■ Input material
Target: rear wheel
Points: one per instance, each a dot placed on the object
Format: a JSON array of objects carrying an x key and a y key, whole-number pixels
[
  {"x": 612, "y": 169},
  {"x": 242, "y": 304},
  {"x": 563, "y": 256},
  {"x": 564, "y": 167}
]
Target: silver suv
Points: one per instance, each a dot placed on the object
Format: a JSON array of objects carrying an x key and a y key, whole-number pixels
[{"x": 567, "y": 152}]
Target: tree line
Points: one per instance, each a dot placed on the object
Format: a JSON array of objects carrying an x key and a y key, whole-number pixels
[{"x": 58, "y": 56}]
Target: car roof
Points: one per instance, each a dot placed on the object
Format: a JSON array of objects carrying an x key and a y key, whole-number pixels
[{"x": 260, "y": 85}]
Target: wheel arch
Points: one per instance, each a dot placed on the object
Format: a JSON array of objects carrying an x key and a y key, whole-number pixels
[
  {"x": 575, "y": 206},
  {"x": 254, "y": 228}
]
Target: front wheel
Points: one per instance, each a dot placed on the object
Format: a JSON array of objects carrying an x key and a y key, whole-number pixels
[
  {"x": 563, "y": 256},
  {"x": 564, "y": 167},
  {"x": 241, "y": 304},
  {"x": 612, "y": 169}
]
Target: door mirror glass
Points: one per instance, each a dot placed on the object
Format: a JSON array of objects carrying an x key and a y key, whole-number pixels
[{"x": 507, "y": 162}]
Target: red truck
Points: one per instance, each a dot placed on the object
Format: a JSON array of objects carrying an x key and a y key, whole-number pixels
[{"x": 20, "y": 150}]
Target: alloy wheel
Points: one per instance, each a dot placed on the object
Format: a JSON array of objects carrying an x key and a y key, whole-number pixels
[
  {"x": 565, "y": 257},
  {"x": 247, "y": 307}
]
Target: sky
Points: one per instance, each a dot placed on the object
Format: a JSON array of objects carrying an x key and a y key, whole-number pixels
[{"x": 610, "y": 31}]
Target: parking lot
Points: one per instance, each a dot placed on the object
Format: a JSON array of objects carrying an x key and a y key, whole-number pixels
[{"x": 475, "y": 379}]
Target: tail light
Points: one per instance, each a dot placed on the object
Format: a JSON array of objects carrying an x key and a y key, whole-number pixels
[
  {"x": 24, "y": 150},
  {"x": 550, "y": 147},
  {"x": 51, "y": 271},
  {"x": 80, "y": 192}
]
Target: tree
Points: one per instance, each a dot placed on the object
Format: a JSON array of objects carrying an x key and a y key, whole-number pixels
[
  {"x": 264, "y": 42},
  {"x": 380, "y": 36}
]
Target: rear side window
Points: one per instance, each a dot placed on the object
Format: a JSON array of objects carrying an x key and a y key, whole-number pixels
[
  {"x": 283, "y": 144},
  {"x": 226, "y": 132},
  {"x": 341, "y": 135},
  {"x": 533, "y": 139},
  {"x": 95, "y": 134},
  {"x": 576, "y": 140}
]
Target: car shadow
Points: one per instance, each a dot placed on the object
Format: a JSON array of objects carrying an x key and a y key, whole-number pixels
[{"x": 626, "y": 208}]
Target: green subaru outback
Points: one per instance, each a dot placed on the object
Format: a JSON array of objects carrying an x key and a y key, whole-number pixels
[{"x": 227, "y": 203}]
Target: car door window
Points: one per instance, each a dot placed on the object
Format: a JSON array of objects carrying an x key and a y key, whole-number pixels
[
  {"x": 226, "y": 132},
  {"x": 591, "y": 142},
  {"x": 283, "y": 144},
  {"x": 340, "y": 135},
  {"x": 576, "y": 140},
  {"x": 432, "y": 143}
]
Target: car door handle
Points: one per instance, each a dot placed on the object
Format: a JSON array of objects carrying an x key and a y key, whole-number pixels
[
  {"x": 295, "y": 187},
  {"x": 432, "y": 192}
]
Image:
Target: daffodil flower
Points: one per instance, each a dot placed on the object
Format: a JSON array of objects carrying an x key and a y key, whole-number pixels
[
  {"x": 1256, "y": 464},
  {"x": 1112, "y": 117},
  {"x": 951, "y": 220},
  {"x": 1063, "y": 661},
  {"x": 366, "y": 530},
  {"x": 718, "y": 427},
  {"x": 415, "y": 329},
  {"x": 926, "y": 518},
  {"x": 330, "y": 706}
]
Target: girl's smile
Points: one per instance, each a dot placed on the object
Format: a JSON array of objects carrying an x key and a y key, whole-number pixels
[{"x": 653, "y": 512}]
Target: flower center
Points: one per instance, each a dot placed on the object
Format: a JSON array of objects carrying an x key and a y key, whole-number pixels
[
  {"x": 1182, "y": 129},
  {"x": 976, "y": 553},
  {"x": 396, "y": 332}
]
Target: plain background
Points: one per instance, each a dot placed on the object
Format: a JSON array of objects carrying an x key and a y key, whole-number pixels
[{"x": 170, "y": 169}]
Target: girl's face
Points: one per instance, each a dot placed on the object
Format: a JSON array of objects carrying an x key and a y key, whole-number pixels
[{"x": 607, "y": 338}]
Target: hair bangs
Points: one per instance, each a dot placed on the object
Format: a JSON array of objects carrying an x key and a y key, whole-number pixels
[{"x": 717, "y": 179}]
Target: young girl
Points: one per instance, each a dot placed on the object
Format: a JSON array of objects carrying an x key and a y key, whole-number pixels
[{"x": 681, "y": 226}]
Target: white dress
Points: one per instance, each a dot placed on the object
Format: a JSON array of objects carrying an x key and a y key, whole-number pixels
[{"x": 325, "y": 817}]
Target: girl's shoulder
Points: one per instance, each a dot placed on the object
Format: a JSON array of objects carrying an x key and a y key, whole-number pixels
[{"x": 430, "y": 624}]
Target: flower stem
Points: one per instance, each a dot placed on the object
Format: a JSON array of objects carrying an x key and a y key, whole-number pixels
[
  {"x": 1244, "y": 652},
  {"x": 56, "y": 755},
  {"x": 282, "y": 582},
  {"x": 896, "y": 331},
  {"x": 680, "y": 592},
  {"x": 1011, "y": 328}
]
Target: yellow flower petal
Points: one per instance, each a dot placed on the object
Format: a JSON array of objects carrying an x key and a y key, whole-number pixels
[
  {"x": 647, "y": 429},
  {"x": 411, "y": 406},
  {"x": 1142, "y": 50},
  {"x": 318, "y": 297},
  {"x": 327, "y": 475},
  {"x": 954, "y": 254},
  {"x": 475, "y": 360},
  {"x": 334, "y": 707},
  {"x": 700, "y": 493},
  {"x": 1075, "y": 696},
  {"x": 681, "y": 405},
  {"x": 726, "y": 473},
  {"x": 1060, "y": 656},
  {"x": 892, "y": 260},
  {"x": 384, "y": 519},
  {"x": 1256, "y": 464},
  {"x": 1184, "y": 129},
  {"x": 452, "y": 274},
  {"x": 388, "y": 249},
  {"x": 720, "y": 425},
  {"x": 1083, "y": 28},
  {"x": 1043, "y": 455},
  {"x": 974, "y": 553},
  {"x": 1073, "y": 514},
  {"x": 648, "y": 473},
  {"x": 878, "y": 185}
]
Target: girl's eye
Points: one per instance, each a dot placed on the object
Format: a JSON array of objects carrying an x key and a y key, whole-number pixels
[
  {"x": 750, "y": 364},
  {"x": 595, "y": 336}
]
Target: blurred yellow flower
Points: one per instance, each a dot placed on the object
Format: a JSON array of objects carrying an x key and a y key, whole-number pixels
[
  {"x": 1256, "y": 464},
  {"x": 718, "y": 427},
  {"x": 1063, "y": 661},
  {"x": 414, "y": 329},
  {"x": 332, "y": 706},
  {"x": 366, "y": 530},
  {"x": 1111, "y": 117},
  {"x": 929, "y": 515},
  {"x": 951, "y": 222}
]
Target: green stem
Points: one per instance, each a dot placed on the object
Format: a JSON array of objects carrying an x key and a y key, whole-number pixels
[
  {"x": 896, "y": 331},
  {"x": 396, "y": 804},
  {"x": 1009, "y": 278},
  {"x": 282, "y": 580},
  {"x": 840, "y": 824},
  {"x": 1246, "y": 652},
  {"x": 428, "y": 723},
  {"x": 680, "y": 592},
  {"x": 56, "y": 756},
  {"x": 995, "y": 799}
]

■ Instruction
Write out exactly the final stretch of the records: the line containing "Target: girl's eye" and every line after it, through the last, and nothing else.

■ Task solution
Target: girl's eye
Points: one per instance, each a dot placed on the object
Format: a JSON array of objects carrying an x key and a y key, whole-number pixels
[
  {"x": 750, "y": 364},
  {"x": 595, "y": 336}
]
Target: blurred yellow flower
Points: one per instance, each a dot placed on the object
Format: a JSON array of objects carrying an x key and a y key, whole-number pixels
[
  {"x": 1256, "y": 464},
  {"x": 718, "y": 427},
  {"x": 1063, "y": 661},
  {"x": 414, "y": 329},
  {"x": 332, "y": 706},
  {"x": 366, "y": 530},
  {"x": 1111, "y": 117},
  {"x": 929, "y": 515},
  {"x": 951, "y": 222}
]
Target: green stem
Points: one per instance, each a dot placed on the object
Format: a JSON array of objects carrying an x key and a y key, whole-number pixels
[
  {"x": 896, "y": 331},
  {"x": 396, "y": 804},
  {"x": 1009, "y": 278},
  {"x": 282, "y": 580},
  {"x": 840, "y": 824},
  {"x": 1246, "y": 652},
  {"x": 428, "y": 723},
  {"x": 680, "y": 592},
  {"x": 56, "y": 756},
  {"x": 995, "y": 799}
]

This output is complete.